### DATA TO PROCESS ###
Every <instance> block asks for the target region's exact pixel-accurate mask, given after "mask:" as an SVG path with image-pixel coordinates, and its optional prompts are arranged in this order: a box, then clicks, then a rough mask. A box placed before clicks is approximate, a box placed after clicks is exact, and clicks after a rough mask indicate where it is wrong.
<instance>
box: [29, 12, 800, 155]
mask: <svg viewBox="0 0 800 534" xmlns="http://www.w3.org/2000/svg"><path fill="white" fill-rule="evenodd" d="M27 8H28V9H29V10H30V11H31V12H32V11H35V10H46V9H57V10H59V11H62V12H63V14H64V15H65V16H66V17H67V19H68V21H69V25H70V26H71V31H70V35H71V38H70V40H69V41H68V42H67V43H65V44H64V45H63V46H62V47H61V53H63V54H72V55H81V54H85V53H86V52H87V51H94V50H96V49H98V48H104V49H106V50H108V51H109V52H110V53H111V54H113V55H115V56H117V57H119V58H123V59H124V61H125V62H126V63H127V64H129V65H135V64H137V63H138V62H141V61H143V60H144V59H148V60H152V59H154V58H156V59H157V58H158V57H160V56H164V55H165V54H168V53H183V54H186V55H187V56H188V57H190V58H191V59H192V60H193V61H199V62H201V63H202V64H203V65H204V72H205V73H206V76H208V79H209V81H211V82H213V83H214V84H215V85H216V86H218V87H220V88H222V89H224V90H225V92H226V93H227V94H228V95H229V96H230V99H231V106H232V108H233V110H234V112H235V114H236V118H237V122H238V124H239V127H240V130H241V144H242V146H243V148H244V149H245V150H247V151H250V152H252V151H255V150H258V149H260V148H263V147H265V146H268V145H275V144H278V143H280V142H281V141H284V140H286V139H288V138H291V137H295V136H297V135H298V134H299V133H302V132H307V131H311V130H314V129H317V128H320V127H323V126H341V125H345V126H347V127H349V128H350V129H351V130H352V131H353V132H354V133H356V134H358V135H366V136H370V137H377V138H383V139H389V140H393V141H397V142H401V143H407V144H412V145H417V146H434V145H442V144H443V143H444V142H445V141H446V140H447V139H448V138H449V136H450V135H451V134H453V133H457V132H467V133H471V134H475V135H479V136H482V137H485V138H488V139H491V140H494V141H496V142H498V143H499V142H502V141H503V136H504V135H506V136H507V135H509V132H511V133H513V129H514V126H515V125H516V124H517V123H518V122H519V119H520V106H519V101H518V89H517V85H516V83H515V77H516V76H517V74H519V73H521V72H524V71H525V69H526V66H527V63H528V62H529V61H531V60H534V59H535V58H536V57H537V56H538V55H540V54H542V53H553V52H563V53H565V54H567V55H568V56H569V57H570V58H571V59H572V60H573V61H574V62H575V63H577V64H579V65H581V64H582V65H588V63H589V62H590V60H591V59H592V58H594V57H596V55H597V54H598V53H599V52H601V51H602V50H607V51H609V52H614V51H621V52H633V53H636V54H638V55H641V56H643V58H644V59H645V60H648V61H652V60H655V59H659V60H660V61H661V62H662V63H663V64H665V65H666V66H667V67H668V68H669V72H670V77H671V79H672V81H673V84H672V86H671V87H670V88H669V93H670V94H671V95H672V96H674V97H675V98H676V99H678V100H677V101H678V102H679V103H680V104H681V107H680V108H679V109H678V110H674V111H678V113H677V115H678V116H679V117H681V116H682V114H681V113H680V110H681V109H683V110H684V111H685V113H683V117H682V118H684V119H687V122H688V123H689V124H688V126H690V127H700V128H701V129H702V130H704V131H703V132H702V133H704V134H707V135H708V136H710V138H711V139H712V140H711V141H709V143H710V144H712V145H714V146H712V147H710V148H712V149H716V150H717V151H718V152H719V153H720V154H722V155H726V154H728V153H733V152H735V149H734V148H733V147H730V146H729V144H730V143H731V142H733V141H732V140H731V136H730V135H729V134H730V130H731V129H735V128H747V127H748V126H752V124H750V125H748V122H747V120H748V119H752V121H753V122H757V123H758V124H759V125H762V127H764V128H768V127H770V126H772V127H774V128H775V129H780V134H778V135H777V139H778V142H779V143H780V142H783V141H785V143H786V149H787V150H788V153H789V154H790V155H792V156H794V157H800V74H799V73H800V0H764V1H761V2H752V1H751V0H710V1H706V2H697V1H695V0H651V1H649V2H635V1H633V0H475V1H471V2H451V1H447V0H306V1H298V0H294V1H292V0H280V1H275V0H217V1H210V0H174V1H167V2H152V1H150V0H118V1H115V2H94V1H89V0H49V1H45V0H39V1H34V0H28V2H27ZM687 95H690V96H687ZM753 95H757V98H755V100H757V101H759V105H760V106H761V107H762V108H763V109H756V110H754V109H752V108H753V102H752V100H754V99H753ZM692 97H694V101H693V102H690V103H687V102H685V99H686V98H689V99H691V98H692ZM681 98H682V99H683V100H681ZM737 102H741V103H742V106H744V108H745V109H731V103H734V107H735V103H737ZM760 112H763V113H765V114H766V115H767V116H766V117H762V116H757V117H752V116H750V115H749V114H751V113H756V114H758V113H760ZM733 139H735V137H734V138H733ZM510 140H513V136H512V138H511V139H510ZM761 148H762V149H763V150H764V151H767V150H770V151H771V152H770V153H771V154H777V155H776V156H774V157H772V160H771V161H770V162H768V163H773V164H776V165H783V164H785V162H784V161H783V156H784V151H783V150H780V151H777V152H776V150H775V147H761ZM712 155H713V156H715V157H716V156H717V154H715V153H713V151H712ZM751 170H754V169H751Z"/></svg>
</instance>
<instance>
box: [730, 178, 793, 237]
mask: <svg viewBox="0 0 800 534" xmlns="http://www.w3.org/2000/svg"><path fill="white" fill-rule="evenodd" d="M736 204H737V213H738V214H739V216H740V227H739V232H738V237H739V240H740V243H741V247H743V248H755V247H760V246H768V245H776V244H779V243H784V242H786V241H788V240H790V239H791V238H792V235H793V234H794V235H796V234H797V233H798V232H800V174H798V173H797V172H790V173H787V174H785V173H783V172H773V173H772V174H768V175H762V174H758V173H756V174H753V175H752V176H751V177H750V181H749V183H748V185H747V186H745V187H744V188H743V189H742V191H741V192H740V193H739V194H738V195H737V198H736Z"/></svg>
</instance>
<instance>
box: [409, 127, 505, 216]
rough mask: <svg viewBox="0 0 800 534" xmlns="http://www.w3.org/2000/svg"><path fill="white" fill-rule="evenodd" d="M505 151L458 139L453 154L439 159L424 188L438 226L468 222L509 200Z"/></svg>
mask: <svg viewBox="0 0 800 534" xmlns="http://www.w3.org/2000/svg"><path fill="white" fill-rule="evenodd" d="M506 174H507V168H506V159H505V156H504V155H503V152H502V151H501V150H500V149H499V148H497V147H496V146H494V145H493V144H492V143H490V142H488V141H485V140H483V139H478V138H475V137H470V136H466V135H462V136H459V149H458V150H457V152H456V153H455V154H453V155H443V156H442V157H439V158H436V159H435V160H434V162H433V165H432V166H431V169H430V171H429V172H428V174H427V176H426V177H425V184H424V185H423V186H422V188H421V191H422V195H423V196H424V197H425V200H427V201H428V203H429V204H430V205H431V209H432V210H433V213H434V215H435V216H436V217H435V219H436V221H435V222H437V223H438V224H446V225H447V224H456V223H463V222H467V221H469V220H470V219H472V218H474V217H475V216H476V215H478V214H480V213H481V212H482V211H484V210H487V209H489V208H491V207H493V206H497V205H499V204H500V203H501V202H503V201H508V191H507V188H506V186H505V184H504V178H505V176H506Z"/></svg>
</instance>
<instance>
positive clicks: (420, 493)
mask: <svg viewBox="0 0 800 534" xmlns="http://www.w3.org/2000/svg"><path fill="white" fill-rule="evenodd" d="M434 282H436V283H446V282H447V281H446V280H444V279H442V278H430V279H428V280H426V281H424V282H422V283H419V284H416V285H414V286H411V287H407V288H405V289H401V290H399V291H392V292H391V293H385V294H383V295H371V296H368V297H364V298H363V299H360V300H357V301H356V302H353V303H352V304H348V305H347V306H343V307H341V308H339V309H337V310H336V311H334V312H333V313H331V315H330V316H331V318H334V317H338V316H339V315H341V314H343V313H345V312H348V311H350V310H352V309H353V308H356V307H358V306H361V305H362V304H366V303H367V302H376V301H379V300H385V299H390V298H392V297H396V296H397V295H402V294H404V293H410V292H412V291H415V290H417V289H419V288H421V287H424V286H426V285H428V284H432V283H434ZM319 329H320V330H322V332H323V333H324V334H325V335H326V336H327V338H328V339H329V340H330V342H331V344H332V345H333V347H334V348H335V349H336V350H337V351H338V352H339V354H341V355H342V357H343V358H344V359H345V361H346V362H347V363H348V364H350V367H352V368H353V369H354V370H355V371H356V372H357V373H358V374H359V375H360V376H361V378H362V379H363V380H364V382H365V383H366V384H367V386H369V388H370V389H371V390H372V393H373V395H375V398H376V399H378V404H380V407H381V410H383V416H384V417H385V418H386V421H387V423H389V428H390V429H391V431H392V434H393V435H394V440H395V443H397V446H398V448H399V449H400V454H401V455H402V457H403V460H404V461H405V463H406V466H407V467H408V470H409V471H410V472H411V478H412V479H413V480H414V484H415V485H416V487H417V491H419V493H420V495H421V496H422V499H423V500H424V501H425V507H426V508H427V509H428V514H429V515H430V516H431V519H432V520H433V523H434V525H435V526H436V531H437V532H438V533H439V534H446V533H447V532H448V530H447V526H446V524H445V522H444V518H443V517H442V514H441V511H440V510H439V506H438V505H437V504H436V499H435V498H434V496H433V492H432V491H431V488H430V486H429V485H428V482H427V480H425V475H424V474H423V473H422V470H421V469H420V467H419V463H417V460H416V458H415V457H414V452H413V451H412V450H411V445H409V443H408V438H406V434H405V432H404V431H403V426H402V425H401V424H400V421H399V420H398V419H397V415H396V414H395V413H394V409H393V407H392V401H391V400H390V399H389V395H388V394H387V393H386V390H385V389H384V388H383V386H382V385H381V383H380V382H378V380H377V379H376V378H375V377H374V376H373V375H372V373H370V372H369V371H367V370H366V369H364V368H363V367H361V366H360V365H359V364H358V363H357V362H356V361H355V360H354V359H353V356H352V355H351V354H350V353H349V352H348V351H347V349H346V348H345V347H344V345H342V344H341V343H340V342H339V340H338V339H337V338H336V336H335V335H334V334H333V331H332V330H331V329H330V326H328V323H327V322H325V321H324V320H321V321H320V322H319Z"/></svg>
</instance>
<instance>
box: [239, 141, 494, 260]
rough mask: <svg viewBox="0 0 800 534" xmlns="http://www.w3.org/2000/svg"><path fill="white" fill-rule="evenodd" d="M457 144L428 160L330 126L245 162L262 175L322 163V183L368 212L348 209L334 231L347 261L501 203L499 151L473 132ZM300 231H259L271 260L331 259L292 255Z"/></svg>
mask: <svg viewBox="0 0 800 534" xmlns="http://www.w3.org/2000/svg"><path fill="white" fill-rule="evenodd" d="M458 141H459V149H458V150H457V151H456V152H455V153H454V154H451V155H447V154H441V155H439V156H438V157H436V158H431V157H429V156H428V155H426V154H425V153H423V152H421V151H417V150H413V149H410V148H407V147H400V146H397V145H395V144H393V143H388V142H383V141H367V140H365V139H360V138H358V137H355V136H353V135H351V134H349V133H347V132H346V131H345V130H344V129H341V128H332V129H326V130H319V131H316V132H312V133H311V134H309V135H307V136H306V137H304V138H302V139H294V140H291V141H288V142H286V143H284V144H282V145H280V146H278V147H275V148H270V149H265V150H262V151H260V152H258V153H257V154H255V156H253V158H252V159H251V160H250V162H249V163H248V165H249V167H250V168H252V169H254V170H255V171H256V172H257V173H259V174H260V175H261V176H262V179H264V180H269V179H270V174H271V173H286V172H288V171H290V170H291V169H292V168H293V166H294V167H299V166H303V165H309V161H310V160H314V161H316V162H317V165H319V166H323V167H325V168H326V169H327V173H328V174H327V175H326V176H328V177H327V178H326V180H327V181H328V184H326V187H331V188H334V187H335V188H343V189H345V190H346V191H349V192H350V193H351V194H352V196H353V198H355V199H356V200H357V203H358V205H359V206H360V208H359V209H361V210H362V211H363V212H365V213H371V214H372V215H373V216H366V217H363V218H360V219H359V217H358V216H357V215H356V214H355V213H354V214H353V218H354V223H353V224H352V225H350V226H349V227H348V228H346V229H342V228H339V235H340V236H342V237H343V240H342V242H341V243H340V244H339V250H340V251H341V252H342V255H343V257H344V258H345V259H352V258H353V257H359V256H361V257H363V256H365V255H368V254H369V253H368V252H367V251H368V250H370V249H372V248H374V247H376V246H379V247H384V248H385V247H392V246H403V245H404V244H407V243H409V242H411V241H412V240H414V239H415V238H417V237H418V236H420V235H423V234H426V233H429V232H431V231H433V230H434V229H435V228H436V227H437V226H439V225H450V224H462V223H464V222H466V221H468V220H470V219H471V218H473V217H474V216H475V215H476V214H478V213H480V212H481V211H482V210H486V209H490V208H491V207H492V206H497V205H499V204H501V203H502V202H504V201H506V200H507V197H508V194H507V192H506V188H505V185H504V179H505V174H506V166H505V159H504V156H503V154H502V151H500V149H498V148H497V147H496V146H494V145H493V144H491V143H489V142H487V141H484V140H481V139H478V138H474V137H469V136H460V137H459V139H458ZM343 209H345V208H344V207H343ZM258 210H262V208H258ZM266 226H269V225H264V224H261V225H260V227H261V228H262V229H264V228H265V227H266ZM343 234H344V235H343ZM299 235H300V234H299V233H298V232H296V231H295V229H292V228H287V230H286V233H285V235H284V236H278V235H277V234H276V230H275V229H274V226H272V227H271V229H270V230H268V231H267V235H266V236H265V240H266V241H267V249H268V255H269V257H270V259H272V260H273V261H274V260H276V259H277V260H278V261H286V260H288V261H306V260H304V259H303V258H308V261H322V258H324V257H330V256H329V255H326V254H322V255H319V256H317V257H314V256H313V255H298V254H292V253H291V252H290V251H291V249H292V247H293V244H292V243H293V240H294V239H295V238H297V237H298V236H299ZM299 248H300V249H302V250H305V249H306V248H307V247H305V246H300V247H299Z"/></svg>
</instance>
###
**DIRECTIONS FOR THIS TASK**: Return a copy of each line in the entries that contains "clicks".

**ANSWER TO THE PROBLEM**:
Every <instance> block asks for the target region's exact pixel-accurate mask, given after "mask:" as an SVG path with image-pixel coordinates, and its optional prompts are arranged in this order: a box, then clicks, then a rough mask. A box placed before clicks is approximate, a box placed after clicks is exact, and clicks after a rough mask indicate where it is wrong.
positive clicks: (420, 493)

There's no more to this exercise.